_TEXT PROVIDED_.

>>>>>

Leaving a Toxic Partner - 3 Benefits to Sticking to Your Guns - Part 2
Through destructive actions in the relationship, the toxic partner frequently causes the victim to feel inferior, incapable, and might even cause him or her to question his or her own mental stability.
It is very difficult in this state of feeling worthless to break away from the control of a toxic partner, but there are definite benefits to doing so.
Here are the last 3 of 5 benefits that can be had if you stay out of your toxic relationship: 1.
You will feel more secure in your own decision making abilities and judgments.
Being with a toxic partner frequently leaves the other partner feeling inferior, worthless, unable to function at a high level, and may even cause the individual to question his or her mental health.
Once you are free of the influence of your partner, you'll begin to see that you are capable of managing your life and making good decisions, and that there are other valid ways of doing things.
2.
You will feel less anxiety and gain a greater sense of peace and ease.

<<<<<

_Data items_.
>>>>>

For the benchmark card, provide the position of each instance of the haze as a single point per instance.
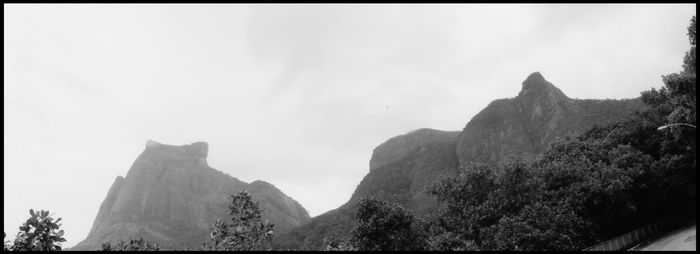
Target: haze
(295, 95)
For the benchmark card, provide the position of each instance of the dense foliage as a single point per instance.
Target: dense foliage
(247, 230)
(39, 233)
(385, 227)
(581, 190)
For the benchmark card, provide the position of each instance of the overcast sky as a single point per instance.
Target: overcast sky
(295, 95)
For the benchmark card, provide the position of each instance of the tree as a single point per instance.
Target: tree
(385, 227)
(39, 233)
(466, 205)
(247, 230)
(131, 245)
(6, 244)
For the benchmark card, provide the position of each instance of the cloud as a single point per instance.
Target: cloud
(296, 95)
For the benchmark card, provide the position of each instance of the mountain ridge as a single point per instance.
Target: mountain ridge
(521, 126)
(171, 196)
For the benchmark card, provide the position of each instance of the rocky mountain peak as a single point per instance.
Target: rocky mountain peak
(536, 86)
(170, 196)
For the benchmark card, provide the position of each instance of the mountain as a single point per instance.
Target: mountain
(403, 166)
(172, 197)
(400, 170)
(523, 126)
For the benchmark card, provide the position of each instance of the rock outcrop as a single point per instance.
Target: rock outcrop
(172, 197)
(400, 171)
(403, 166)
(523, 126)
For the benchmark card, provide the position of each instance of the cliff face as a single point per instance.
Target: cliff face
(171, 196)
(403, 166)
(523, 126)
(400, 170)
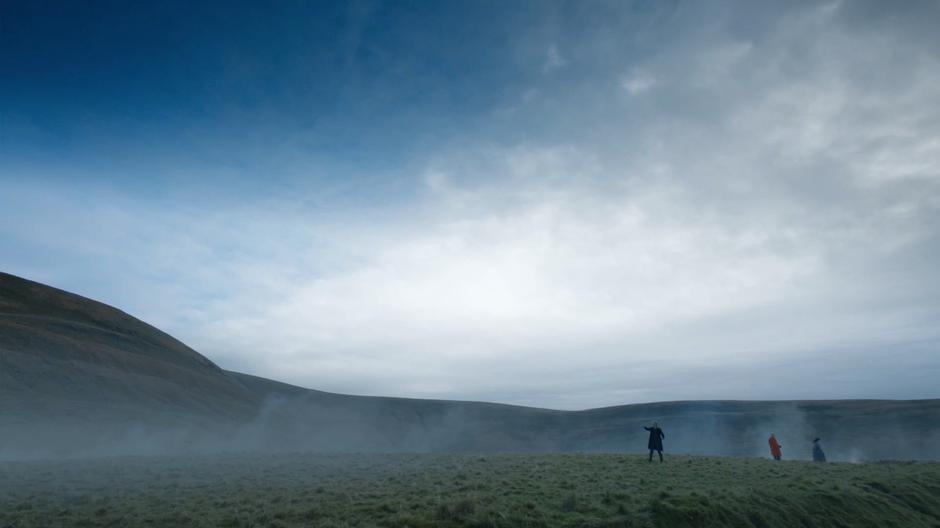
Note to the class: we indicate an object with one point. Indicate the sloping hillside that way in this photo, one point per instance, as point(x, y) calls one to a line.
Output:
point(65, 356)
point(80, 377)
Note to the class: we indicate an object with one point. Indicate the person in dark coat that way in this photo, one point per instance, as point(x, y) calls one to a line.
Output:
point(818, 455)
point(775, 447)
point(656, 440)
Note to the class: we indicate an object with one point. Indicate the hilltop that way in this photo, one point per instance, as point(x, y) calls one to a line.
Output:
point(80, 377)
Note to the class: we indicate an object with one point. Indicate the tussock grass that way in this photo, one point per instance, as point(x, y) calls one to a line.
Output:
point(466, 490)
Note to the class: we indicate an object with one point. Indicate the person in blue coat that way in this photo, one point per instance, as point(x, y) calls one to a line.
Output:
point(656, 440)
point(818, 455)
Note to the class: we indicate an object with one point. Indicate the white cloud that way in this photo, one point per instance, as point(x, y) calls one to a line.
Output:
point(637, 82)
point(773, 197)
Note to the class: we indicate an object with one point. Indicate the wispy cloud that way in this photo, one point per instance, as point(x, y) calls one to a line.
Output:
point(740, 201)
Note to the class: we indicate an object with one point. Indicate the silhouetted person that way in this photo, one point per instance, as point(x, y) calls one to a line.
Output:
point(818, 455)
point(656, 440)
point(774, 447)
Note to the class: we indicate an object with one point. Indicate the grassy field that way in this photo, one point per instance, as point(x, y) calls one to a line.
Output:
point(465, 490)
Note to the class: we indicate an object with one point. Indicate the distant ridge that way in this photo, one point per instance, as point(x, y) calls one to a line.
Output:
point(78, 377)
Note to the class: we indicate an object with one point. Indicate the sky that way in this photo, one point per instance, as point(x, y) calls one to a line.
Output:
point(557, 204)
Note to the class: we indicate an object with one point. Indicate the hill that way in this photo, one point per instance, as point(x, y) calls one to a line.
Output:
point(80, 377)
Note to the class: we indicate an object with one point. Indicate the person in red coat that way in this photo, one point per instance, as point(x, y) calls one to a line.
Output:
point(774, 447)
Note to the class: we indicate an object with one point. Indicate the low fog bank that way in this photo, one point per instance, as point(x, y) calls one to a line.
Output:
point(311, 421)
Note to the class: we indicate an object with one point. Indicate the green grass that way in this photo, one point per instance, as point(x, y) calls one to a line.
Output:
point(466, 490)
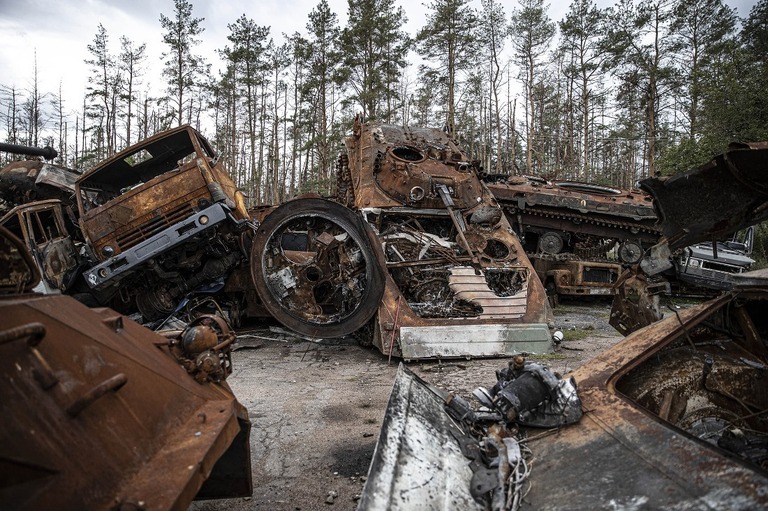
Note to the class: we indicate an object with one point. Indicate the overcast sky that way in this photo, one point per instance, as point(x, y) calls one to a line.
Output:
point(59, 31)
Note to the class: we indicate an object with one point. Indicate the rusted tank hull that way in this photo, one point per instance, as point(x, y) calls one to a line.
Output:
point(100, 416)
point(563, 217)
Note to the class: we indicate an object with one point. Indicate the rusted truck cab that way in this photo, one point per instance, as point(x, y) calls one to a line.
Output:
point(42, 226)
point(163, 210)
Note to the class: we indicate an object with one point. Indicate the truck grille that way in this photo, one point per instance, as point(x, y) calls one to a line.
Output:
point(160, 222)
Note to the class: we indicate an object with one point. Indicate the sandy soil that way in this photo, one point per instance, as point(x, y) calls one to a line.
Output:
point(316, 408)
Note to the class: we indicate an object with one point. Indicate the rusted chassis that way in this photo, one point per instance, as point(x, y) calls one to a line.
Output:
point(654, 406)
point(99, 415)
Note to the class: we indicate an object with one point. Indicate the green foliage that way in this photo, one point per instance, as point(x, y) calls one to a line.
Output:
point(449, 40)
point(374, 49)
point(182, 67)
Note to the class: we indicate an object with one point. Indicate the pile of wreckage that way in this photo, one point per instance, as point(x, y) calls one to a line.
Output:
point(421, 256)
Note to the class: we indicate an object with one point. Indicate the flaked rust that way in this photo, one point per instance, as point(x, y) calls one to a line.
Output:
point(44, 228)
point(101, 413)
point(451, 255)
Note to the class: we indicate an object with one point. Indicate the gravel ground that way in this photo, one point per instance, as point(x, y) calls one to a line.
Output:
point(316, 408)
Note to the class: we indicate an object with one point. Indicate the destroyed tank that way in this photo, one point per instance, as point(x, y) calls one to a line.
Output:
point(101, 413)
point(579, 236)
point(414, 255)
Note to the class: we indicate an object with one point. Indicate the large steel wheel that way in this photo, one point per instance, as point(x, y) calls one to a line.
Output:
point(314, 269)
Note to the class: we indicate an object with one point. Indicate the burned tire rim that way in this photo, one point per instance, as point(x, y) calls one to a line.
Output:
point(314, 269)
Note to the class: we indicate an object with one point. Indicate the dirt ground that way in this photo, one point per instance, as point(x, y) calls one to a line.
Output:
point(316, 408)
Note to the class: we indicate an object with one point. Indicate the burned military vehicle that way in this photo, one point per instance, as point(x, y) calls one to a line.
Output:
point(160, 220)
point(415, 255)
point(676, 414)
point(577, 235)
point(101, 413)
point(26, 181)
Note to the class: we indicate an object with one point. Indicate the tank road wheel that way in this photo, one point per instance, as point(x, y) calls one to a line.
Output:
point(314, 269)
point(630, 252)
point(551, 243)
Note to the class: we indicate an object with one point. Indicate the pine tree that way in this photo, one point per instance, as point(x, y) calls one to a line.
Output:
point(449, 40)
point(183, 69)
point(374, 49)
point(583, 46)
point(130, 63)
point(532, 32)
point(100, 93)
point(322, 61)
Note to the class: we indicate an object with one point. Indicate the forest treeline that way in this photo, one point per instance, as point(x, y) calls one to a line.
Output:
point(607, 95)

<<<<<

_WORK TASK 1_. According to the article on leaving a toxic partner, why will you feel more secure in your own decisions and judgments once you leave? Answer in one to three sentences.
_WORK TASK 2_. Carry on the article about leaving a toxic partner, starting right after its last sentence.
These entries were taken from a separate source and are unrelated to the article.

_RESPONSE BOX 1_. Being with a toxic partner often leaves you feeling inferior, worthless, and unable to function well, and may even make you question your mental health. Once you are free of that influence, you begin to see that you can manage your life, make good decisions, and that there are other valid ways of doing things.

_RESPONSE BOX 2_.
That "walking on eggshells" feeling you get living with a toxic partner will abate once you are free of the relationship with him or her.
Your living space and environment can become a place of peace and serenity, instead of an environment where you never know what you'll walk into, what your partner will say or do, or how you will feel.
3.
Your symptoms of depression will often ease up or disappear.
A toxic relationship frequently contributes to depression and removing the source of this negative energy and influence will often provide some relief from those "down in the dumps" feeling.
As your self-worth increases, and you are exposed to more positive experiences and treatment from others, this can be of great help in easing depression, as can the physical self care recommendations listed in part I of this article.
Good diet, exercise, and vitamins/supplements are important.
Depression can have multiple causes, so if you are not finding relief, be sure to talk things out with a counselor, and consider medication if your symptoms are severe.